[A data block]

******************************

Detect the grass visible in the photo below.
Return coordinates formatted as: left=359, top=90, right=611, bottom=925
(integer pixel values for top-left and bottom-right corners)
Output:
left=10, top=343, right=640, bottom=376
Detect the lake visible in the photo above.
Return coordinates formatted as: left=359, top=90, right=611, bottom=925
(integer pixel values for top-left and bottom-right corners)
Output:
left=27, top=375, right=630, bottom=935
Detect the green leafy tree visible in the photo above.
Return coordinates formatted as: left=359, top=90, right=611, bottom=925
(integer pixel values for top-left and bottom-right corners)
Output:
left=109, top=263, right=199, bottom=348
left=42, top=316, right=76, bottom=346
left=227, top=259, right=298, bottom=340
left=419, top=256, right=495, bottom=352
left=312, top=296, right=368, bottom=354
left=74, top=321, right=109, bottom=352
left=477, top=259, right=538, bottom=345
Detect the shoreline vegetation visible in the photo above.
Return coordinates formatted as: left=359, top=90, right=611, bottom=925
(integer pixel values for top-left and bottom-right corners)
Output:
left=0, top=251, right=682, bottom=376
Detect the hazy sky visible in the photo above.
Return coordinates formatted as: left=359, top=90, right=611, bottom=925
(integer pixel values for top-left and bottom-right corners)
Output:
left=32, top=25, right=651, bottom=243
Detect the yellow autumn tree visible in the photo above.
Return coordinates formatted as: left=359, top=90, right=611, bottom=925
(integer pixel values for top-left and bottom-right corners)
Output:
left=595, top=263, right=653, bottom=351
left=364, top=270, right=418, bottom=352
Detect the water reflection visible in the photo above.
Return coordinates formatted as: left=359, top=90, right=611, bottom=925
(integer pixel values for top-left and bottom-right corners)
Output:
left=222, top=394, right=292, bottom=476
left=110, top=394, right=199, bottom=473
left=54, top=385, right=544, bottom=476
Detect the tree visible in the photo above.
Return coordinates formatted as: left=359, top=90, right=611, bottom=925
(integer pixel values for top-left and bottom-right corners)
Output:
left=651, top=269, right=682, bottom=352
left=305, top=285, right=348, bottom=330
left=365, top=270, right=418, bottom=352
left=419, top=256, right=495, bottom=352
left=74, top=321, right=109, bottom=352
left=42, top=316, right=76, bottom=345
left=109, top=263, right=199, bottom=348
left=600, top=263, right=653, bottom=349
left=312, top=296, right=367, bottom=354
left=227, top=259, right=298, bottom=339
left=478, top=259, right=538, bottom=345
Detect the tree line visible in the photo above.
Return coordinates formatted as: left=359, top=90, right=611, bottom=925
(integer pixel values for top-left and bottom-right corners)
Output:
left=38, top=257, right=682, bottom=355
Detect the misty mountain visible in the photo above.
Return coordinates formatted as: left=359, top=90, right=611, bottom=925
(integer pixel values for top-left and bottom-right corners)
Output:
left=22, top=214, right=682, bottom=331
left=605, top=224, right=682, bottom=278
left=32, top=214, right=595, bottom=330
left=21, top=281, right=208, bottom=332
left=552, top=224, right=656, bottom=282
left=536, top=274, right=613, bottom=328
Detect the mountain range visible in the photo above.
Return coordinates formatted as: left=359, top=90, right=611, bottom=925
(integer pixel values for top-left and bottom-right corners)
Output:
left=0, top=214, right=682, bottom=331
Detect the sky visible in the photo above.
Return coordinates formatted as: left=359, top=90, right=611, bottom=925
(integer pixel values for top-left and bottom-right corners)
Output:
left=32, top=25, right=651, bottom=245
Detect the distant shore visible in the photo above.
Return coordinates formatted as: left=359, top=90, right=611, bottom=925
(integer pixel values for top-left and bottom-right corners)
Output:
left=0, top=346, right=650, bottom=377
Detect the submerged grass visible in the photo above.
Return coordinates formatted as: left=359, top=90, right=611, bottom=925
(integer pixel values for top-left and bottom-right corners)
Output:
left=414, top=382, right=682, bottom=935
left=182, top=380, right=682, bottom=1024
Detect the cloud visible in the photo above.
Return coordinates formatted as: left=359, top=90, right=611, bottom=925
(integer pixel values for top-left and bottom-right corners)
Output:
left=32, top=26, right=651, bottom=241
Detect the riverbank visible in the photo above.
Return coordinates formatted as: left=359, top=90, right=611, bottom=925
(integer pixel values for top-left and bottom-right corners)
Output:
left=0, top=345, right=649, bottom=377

******************************

Instructions for the task:
Can you turn every line of the listing above into a numbered list, leaving out any blank lines?

Problem solution:
1. Detect the grass visible in the photo below.
2. Return coordinates formatted as: left=359, top=90, right=611, bottom=925
3. (integer pixel values for top-left and bottom-right corners)
4. Output:
5. left=10, top=343, right=640, bottom=376
6. Detect the lake visible in the photo above.
7. Return coordinates formatted as: left=359, top=90, right=611, bottom=925
8. (integer pixel values for top-left and bottom-right corners)
9. Output:
10. left=27, top=375, right=630, bottom=935
11. Detect the green leafy tree visible in the photo above.
12. Return coordinates formatted as: left=359, top=90, right=611, bottom=925
13. (integer pixel values for top-left and bottom-right corners)
14. Output:
15. left=109, top=263, right=199, bottom=348
16. left=42, top=316, right=76, bottom=346
17. left=227, top=259, right=298, bottom=340
18. left=419, top=256, right=495, bottom=352
19. left=312, top=296, right=368, bottom=354
20. left=74, top=321, right=109, bottom=352
21. left=477, top=259, right=538, bottom=345
22. Detect the shoreline vegetation visible in the photo above.
23. Return coordinates formatted as: left=359, top=90, right=611, bottom=925
24. (integer pixel values for top-left and bottom-right corners)
25. Output:
26. left=0, top=251, right=682, bottom=376
27. Detect the hazy sky visible in the photo above.
28. Return coordinates formatted as: left=359, top=90, right=611, bottom=925
29. (integer pixel values for top-left and bottom-right corners)
30. Output:
31. left=32, top=25, right=651, bottom=243
32. Detect the yellow autumn tree visible in the photo above.
33. Return coordinates formatted as: left=359, top=90, right=611, bottom=925
34. (integer pixel values for top-left and bottom-right corners)
35. Output:
36. left=595, top=263, right=653, bottom=351
37. left=364, top=270, right=418, bottom=352
38. Detect the water reflection visible in the photo above.
39. Return coordinates formatted as: left=359, top=90, right=611, bottom=925
40. (integer pixel values for top-left and bottom-right corners)
41. Output:
42. left=222, top=394, right=292, bottom=476
43. left=110, top=394, right=199, bottom=473
44. left=54, top=385, right=544, bottom=476
45. Detect the tree visible in the photo above.
46. Return coordinates formatted as: left=359, top=90, right=611, bottom=925
47. (integer pixel values for top-left and bottom-right corners)
48. Output:
49. left=651, top=269, right=682, bottom=352
50. left=305, top=285, right=348, bottom=330
51. left=365, top=270, right=418, bottom=352
52. left=419, top=256, right=495, bottom=352
53. left=74, top=321, right=109, bottom=352
54. left=42, top=316, right=76, bottom=345
55. left=109, top=263, right=199, bottom=348
56. left=600, top=263, right=653, bottom=349
57. left=312, top=296, right=367, bottom=354
58. left=227, top=259, right=298, bottom=339
59. left=478, top=259, right=538, bottom=345
60. Detect the tree line visible in the photo above.
61. Return coordinates formatted as: left=359, top=90, right=611, bottom=925
62. (integer pixel values for top-left and bottom-right corners)
63. Output:
64. left=38, top=257, right=682, bottom=355
65. Detect the misty mountain visible in the photo above.
66. Return coordinates formatted as: left=359, top=90, right=611, bottom=925
67. (integer pixel values for top-left and bottom-right corners)
68. Output:
69. left=22, top=214, right=682, bottom=331
70. left=605, top=224, right=682, bottom=278
71. left=32, top=214, right=595, bottom=330
72. left=21, top=281, right=208, bottom=332
73. left=552, top=224, right=656, bottom=282
74. left=536, top=274, right=613, bottom=328
75. Detect the mountain range visible in the photo above.
76. Return coordinates formatted as: left=359, top=90, right=611, bottom=925
77. (integer pixel values for top-left and bottom-right corners)
78. Output:
79. left=0, top=214, right=682, bottom=331
80. Detect the sky visible in the photo above.
81. Return coordinates formatted as: left=359, top=90, right=611, bottom=925
82. (integer pixel values for top-left and bottom-right corners)
83. Output:
84. left=32, top=25, right=651, bottom=245
85. Detect the distant shore visible in the photo above.
86. Return coordinates formatted as: left=359, top=90, right=611, bottom=925
87. (integer pixel values for top-left and bottom-right corners)
88. Output:
89. left=0, top=346, right=650, bottom=377
90. Detect the submerged grass visible in the photo above.
91. Return coordinates formatted as: left=359, top=90, right=611, bottom=925
92. (integer pixel values for top-left and bottom-right corners)
93. Output:
94. left=414, top=382, right=682, bottom=935
95. left=182, top=380, right=682, bottom=1024
96. Detect the cloud visible in the photo above.
97. Return coordinates formatted as: left=359, top=90, right=611, bottom=925
98. (integer pixel values for top-left and bottom-right corners)
99. Output:
100. left=32, top=26, right=651, bottom=241
101. Detect the riverbank visible in the photo above.
102. Return coordinates formatted as: left=359, top=90, right=611, bottom=925
103. (integer pixel values for top-left and bottom-right corners)
104. Output:
105. left=0, top=345, right=649, bottom=377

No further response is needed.